* RECORDS FOR PROCESSING:
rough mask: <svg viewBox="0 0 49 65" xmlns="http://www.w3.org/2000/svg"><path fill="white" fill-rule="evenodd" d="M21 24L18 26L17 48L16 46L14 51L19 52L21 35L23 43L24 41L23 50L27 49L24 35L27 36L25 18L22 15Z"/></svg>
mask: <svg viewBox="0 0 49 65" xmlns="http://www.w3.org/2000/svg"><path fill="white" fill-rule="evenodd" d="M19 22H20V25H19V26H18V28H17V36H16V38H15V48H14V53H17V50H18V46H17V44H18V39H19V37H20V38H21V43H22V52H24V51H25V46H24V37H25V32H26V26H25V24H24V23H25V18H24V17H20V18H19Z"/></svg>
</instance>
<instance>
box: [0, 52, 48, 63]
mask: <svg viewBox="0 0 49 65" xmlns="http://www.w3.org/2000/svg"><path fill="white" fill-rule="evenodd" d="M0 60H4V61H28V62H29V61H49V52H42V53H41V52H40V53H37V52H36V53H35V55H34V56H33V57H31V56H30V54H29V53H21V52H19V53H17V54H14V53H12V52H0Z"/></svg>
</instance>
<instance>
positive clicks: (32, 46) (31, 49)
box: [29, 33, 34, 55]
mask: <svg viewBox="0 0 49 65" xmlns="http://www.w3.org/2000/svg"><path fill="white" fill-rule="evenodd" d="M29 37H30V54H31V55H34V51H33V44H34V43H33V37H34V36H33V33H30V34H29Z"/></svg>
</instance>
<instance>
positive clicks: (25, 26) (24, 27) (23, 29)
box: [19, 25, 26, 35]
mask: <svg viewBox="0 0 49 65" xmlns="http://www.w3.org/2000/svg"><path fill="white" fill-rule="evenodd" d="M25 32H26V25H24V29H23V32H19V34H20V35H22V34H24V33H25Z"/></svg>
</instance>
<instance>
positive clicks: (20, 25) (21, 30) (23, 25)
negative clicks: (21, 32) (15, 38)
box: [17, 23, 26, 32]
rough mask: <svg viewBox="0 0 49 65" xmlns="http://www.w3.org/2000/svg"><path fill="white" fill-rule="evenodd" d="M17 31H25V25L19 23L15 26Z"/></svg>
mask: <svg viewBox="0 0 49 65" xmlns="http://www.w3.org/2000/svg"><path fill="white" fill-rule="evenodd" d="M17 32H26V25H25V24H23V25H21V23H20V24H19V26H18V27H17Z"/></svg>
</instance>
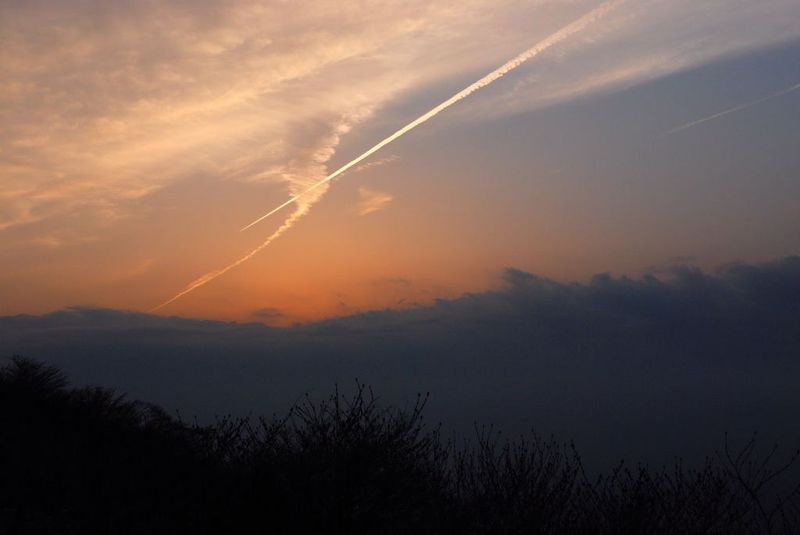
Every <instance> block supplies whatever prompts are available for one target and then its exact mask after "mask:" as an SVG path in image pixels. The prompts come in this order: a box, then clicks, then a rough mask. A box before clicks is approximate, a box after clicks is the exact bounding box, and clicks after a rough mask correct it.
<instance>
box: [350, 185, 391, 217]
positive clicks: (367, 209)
mask: <svg viewBox="0 0 800 535" xmlns="http://www.w3.org/2000/svg"><path fill="white" fill-rule="evenodd" d="M358 196H359V198H360V200H359V201H358V215H367V214H371V213H374V212H377V211H379V210H383V209H384V208H386V207H387V206H389V203H390V202H392V200H393V199H394V197H393V196H392V195H390V194H388V193H385V192H382V191H376V190H373V189H369V188H365V187H363V186H361V187H359V188H358Z"/></svg>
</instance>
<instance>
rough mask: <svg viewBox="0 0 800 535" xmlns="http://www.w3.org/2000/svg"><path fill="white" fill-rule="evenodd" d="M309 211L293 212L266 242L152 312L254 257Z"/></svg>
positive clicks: (188, 292)
mask: <svg viewBox="0 0 800 535" xmlns="http://www.w3.org/2000/svg"><path fill="white" fill-rule="evenodd" d="M307 211H308V207H302V208H300V209H299V210H297V211H296V212H295V213H293V214H292V215H291V216H290V217H289V218H288V219H287V220H286V221H284V222H283V225H281V226H280V227H279V228H278V230H276V231H275V232H273V233H272V234H271V235H270V236H269V238H267V239H266V240H264V242H263V243H262V244H261V245H259V246H258V247H256V248H255V249H253V250H252V251H250V252H249V253H247V254H246V255H244V256H243V257H241V258H240V259H239V260H237V261H236V262H234V263H232V264H229V265H227V266H226V267H224V268H222V269H218V270H216V271H210V272H208V273H206V274H205V275H203V276H202V277H200V278H199V279H196V280H195V281H193V282H190V283H189V284H188V285H186V288H184V289H183V290H181V291H180V292H178V293H177V294H175V295H174V296H173V297H171V298H170V299H167V300H166V301H164V302H163V303H161V304H160V305H158V306H157V307H155V308H152V309H150V312H155V311H156V310H158V309H160V308H164V307H165V306H167V305H168V304H170V303H172V302H173V301H176V300H178V299H180V298H181V297H183V296H184V295H186V294H188V293H189V292H193V291H194V290H196V289H198V288H200V287H201V286H205V285H206V284H208V283H209V282H211V281H212V280H214V279H216V278H217V277H219V276H221V275H224V274H225V273H227V272H228V271H230V270H232V269H233V268H235V267H236V266H238V265H239V264H242V263H244V262H247V261H248V260H250V259H251V258H253V257H254V256H255V255H256V254H258V252H259V251H261V249H263V248H265V247H266V246H267V245H269V244H270V243H272V242H273V241H274V240H276V239H278V238H279V237H280V236H281V234H283V233H284V232H286V231H287V230H289V229H290V228H291V226H292V225H293V224H294V222H295V221H297V220H298V219H300V218H301V217H302V216H303V215H304V214H305V213H306V212H307Z"/></svg>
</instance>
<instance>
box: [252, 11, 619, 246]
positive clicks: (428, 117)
mask: <svg viewBox="0 0 800 535" xmlns="http://www.w3.org/2000/svg"><path fill="white" fill-rule="evenodd" d="M624 1H625V0H610V1H608V2H605V3H604V4H602V5H601V6H600V7H598V8H596V9H594V10H592V11H590V12H589V13H587V14H586V15H584V16H583V17H581V18H579V19H578V20H576V21H575V22H572V23H570V24H568V25H567V26H564V27H563V28H561V29H560V30H558V31H557V32H556V33H554V34H552V35H550V36H549V37H547V38H545V39H544V40H543V41H540V42H539V43H537V44H535V45H534V46H532V47H531V48H529V49H527V50H526V51H524V52H522V53H520V54H519V55H518V56H516V57H515V58H513V59H511V60H509V61H507V62H506V63H504V64H503V65H501V66H500V67H498V68H497V69H495V70H493V71H492V72H490V73H489V74H487V75H486V76H484V77H483V78H481V79H480V80H478V81H477V82H474V83H473V84H471V85H469V86H467V87H466V88H464V89H462V90H461V91H459V92H458V93H456V94H455V95H453V96H452V97H450V98H448V99H447V100H445V101H444V102H442V103H441V104H439V105H438V106H436V107H435V108H433V109H431V110H430V111H429V112H427V113H425V114H424V115H421V116H420V117H418V118H416V119H414V120H413V121H411V122H410V123H408V124H407V125H405V126H404V127H403V128H401V129H400V130H398V131H397V132H395V133H394V134H392V135H390V136H389V137H387V138H386V139H384V140H383V141H381V142H380V143H378V144H377V145H375V146H373V147H372V148H371V149H369V150H367V151H366V152H364V153H363V154H361V156H358V157H357V158H355V159H353V160H350V161H349V162H348V163H346V164H344V165H343V166H341V167H340V168H339V169H337V170H336V171H334V172H333V173H331V174H329V175H328V176H326V177H325V178H323V179H322V180H320V181H319V182H317V183H315V184H313V185H312V186H310V187H309V188H308V189H306V190H305V191H302V192H300V193H298V194H297V195H295V196H294V197H292V198H290V199H289V200H288V201H286V202H285V203H283V204H281V205H280V206H278V207H277V208H275V209H274V210H272V211H270V212H267V213H266V214H264V215H262V216H261V217H259V218H258V219H256V220H255V221H253V222H252V223H250V224H249V225H246V226H244V227H242V228H241V230H242V231H243V230H247V229H249V228H250V227H252V226H253V225H256V224H258V223H259V222H261V221H263V220H264V219H266V218H268V217H269V216H271V215H272V214H274V213H275V212H278V211H279V210H282V209H283V208H286V207H287V206H289V205H290V204H292V203H293V202H296V201H297V199H299V198H300V197H302V196H304V195H306V194H307V193H310V192H312V191H314V190H315V189H317V188H318V187H320V186H322V185H323V184H325V183H327V182H330V181H331V180H333V179H334V178H336V177H337V176H339V175H341V174H342V173H344V172H345V171H347V170H348V169H350V168H351V167H353V166H354V165H356V164H358V163H359V162H361V161H362V160H364V159H366V158H369V157H370V156H371V155H372V154H374V153H376V152H378V151H379V150H381V149H382V148H383V147H385V146H386V145H388V144H389V143H391V142H392V141H394V140H396V139H397V138H399V137H402V136H403V135H405V134H406V133H408V132H409V131H411V130H413V129H414V128H416V127H417V126H419V125H421V124H422V123H424V122H426V121H427V120H428V119H430V118H432V117H433V116H435V115H437V114H438V113H439V112H441V111H444V110H445V109H447V108H449V107H450V106H452V105H453V104H455V103H456V102H458V101H459V100H461V99H464V98H466V97H468V96H469V95H471V94H472V93H474V92H475V91H477V90H478V89H481V88H482V87H486V86H487V85H489V84H491V83H492V82H494V81H495V80H497V79H498V78H500V77H502V76H503V75H505V74H507V73H508V72H510V71H512V70H514V69H516V68H517V67H519V66H520V65H522V64H523V63H525V62H526V61H528V60H529V59H531V58H532V57H534V56H537V55H539V54H540V53H541V52H543V51H545V50H547V49H548V48H550V47H551V46H553V45H555V44H557V43H558V42H560V41H563V40H564V39H566V38H567V37H569V36H570V35H572V34H574V33H577V32H579V31H581V30H583V29H585V28H586V27H587V26H589V25H590V24H592V23H594V22H596V21H597V20H598V19H599V18H601V17H602V16H604V15H605V14H606V13H608V12H609V11H611V10H612V9H614V8H615V7H616V6H617V4H620V3H622V2H624Z"/></svg>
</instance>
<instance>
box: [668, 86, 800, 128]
mask: <svg viewBox="0 0 800 535" xmlns="http://www.w3.org/2000/svg"><path fill="white" fill-rule="evenodd" d="M798 89H800V84H795V85H793V86H792V87H790V88H788V89H784V90H783V91H778V92H777V93H773V94H771V95H767V96H766V97H762V98H760V99H758V100H753V101H750V102H746V103H744V104H740V105H739V106H736V107H734V108H730V109H727V110H725V111H721V112H719V113H715V114H714V115H709V116H708V117H703V118H702V119H698V120H696V121H692V122H690V123H686V124H682V125H680V126H676V127H675V128H673V129H672V130H668V131H667V132H664V135H665V136H668V135H670V134H675V133H677V132H681V131H683V130H686V129H687V128H691V127H693V126H697V125H698V124H702V123H705V122H708V121H713V120H714V119H718V118H720V117H723V116H725V115H729V114H731V113H736V112H737V111H742V110H744V109H747V108H749V107H750V106H755V105H756V104H761V103H762V102H766V101H768V100H772V99H773V98H778V97H782V96H783V95H786V94H788V93H791V92H792V91H796V90H798Z"/></svg>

* WORK INSTRUCTION: Your answer consists solely of the lines from the top of the records above through the line that contains "box: [17, 23, 26, 32]", each echoed exactly.

* SOLUTION BELOW:
rough mask: <svg viewBox="0 0 49 65" xmlns="http://www.w3.org/2000/svg"><path fill="white" fill-rule="evenodd" d="M21 24L18 26L17 48L16 46L14 51L19 52L21 35L23 43L24 41L23 50L27 49L24 35L27 36L25 18L22 15Z"/></svg>
mask: <svg viewBox="0 0 49 65" xmlns="http://www.w3.org/2000/svg"><path fill="white" fill-rule="evenodd" d="M19 22H20V25H19V26H18V28H17V36H16V38H15V48H14V53H17V50H18V46H17V44H18V39H19V37H20V38H21V43H22V52H24V51H25V46H24V37H25V32H26V26H25V24H24V23H25V18H24V17H20V18H19Z"/></svg>
</instance>
<instance>
box: [0, 52, 48, 63]
mask: <svg viewBox="0 0 49 65" xmlns="http://www.w3.org/2000/svg"><path fill="white" fill-rule="evenodd" d="M0 60H4V61H28V62H29V61H49V52H42V53H41V52H40V53H37V52H36V53H35V55H34V56H33V57H31V56H30V54H29V53H21V52H19V53H17V54H14V53H12V52H0Z"/></svg>
</instance>
<instance>
positive clicks: (32, 46) (31, 49)
box: [29, 33, 34, 55]
mask: <svg viewBox="0 0 49 65" xmlns="http://www.w3.org/2000/svg"><path fill="white" fill-rule="evenodd" d="M29 37H30V54H31V55H34V51H33V44H34V43H33V37H34V36H33V33H30V34H29Z"/></svg>
</instance>
<instance>
positive clicks: (25, 26) (24, 27) (23, 29)
box: [19, 25, 26, 35]
mask: <svg viewBox="0 0 49 65" xmlns="http://www.w3.org/2000/svg"><path fill="white" fill-rule="evenodd" d="M25 32H26V25H24V29H23V32H19V34H20V35H22V34H24V33H25Z"/></svg>
</instance>
<instance>
positive clicks: (20, 25) (21, 30) (23, 25)
negative clicks: (21, 32) (15, 38)
box: [17, 23, 26, 32]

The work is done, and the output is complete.